** Document section follows **

Dogs have 13 pairs of ribs that form the supportive structure (rib cage) of the chest cavity. The ribs attach onto the breastbone and the backbones. The vital structures such as the heart and the lungs are protected by the rib cage. The muscles of the chest pull on the ribs during inspiration to increase the size of the chest cavity to pull air into the lungs. As the muscles relax, the rib chest cavity size gets smaller, and air is breathed out.
Types of rib tumors
The most common type of rib tumor is osteosarcoma. This is a malignant tumor with a rapid spread rate (metastasis). The second most common tumor is chondrosarcoma. This tumor has a much lower metastatic potential. Other common tumors that affect the ribs include fibrosarcoma and hemangiosarcoma.
Breeds that most commonly develop rib tumors include golden retrievers, mixed breeds, Labrador retrievers, bassett hounds, dobermans, Australian shepherds, British bulldog, German short-haired pointer, rough coated collie, Irish setter, giant Pyrenees, Rottweiler, giant schnauzer, shar-pei and springer spaniel. Two age groups of dogs tend to develop this type of tumor, young dogs (2 to 4.5 years) or middle-aged (7 to 9 years).
The most common sign of a rib tumor is a mass that is visibly or palpably present. Lameness of the forelimb may be present if the tumor 1) is located within one of the first four ribs, 2) is compressing the nerves to the limb, 3) is causing mechanical interference with movement of the limb, or 4) is invading the muscles of the forelimb. Labored breathing may be noted if the tumor is very large and is causing collapse of the lung. If the tumor has metastasized to the inside of the chest cavity, fluid may build up in the chest, compress the lungs and cause labored breathing.
The diagnosis of a rib tumor is commonly made on X-rays. Typically, the tumor will cause a portion of the rib bone to be dissolved away and/or new bone to be produced within the region of the tumor. Chest X-rays are also used to identify visible spread of the cancer to the lungs; it is important to note that microscopic spread of tumor to the lungs cannot be detected with X-rays. A CT scan may be recommended, as this test provides a better evaluation of the extent of the disease and is more sensitive to detect evidence of metastasis into the lungs. A fine needle biopsy may be helpful to diagnose a rib tumor, but frequently will not ascertain the specific type of tumor. Usually the entire tumor is submitted for biopsy after surgery is performed to establish a final diagnosis. If available, a whole body nuclear bone scan is recommended prior to surgery, as roughly 16% of the rib osteosarcomas will have spread to other bones at the time of diagnosis. In preparation for surgery, preoperative blood work including a complete blood count, chemistry profile and urine testing are recommended to ensure that your pet is healthy enough to undergo anesthesia and surgery.

** End of Document section **
** Information supplied follows **

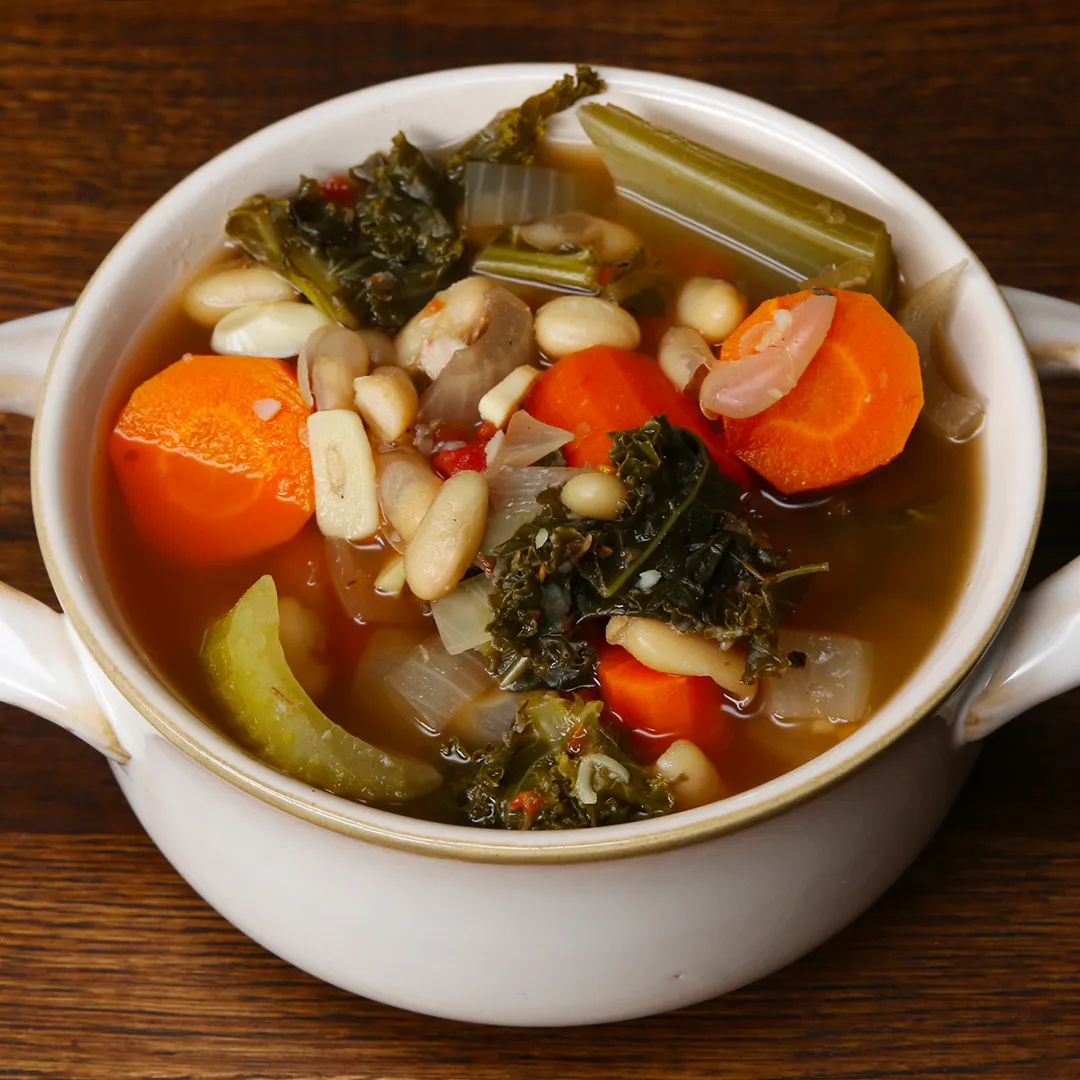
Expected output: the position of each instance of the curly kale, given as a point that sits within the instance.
(678, 552)
(378, 260)
(559, 767)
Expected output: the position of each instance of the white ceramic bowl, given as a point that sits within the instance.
(475, 925)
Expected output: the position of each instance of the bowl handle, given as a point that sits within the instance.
(1037, 655)
(41, 665)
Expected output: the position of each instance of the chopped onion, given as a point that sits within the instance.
(487, 719)
(509, 194)
(513, 499)
(588, 768)
(526, 441)
(949, 414)
(835, 684)
(507, 342)
(463, 615)
(431, 686)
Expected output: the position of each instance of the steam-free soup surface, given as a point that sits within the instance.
(896, 543)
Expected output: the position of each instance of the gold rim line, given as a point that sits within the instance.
(483, 848)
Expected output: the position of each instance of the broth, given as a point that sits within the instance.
(898, 542)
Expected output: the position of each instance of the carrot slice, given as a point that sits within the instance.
(659, 709)
(206, 478)
(851, 410)
(603, 389)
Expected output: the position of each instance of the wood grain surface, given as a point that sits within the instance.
(110, 967)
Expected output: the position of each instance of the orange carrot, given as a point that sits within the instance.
(851, 410)
(207, 478)
(603, 389)
(658, 709)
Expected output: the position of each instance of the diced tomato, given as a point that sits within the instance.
(469, 458)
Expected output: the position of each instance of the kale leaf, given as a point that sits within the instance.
(559, 767)
(514, 135)
(678, 552)
(378, 260)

** End of Information supplied **

▸ **Required action 1**
Answer these from the text on rib tumors in dogs:
(a) How many pairs of ribs do dogs have?
(b) Which tumor is named as the second most common type of rib tumor?
(c) About what share of rib osteosarcomas will have spread to other bones at the time of diagnosis?
▸ **Required action 2**
Swap "breastbone" for "sternum" in the part of the text on rib tumors in dogs that begins at "Dogs have 13" and ends after "is breathed out.", and give that part again.
▸ **Required action 3**
Carry on with the text on rib tumors in dogs, picking up right after its last sentence.

▸ **Task output 1**
(a) 13 pairs
(b) Chondrosarcoma
(c) Roughly 16%

▸ **Task output 2**
Dogs have 13 pairs of ribs that form the supportive structure (rib cage) of the chest cavity. The ribs attach onto the sternum and the backbones. The vital structures such as the heart and the lungs are protected by the rib cage. The muscles of the chest pull on the ribs during inspiration to increase the size of the chest cavity to pull air into the lungs. As the muscles relax, the rib chest cavity size gets smaller, and air is breathed out.

▸ **Task output 3**
Surgery is the recommended treatment option for rib tumors. In addition to the rib(s) that are affected by the tumor, one unaffected rib in front and behind the tumor should be removed. If the tumor is adherent or invading into a lung lobe or the sac surrounding the heart, this tissue will also be removed. In dogs, this is generally tolerated very well. In some cases, a plastic mesh patch will be used to repair the defect in the rib cage. In most cases, a muscle (latissimus dorsi or external abdominal oblique muscle) will be used to repair the defect in the rib cage. A drainage tube is placed within the chest cavity, and another drainage tube may be placed beneath the skin and muscle flap.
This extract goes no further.